======== Supplied material

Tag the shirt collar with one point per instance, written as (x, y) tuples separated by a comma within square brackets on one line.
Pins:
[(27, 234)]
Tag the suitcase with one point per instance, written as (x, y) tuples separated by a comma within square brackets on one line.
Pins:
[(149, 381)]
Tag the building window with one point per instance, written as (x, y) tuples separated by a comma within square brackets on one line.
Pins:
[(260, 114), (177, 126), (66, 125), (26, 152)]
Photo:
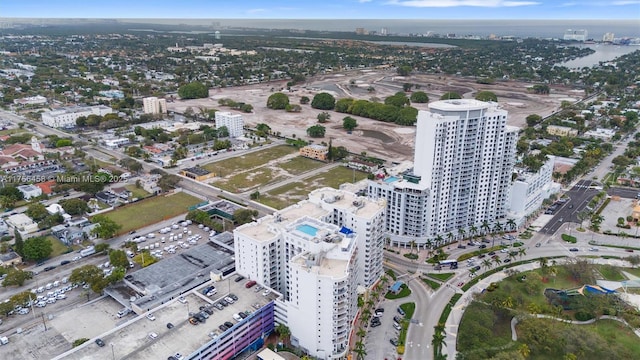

================

Required task: Reproduce every line of the listing above word for word, but leave out the pictures.

Reply to the task:
Tag the shirt collar with one point per instance, written as (x, y) tuples separated by a comma within square brackets on one line.
Pins:
[(27, 234)]
Tag the suitcase with one point per instance, written as (x, y) tuples separated by a comma within square brackets on one line.
Pins:
[(149, 381)]
Tag the building window with one point per instance, written as (x, y) tuples separated by a comma within square brackets on one line.
Pins:
[(260, 114), (177, 126), (66, 125), (26, 152)]
Photo:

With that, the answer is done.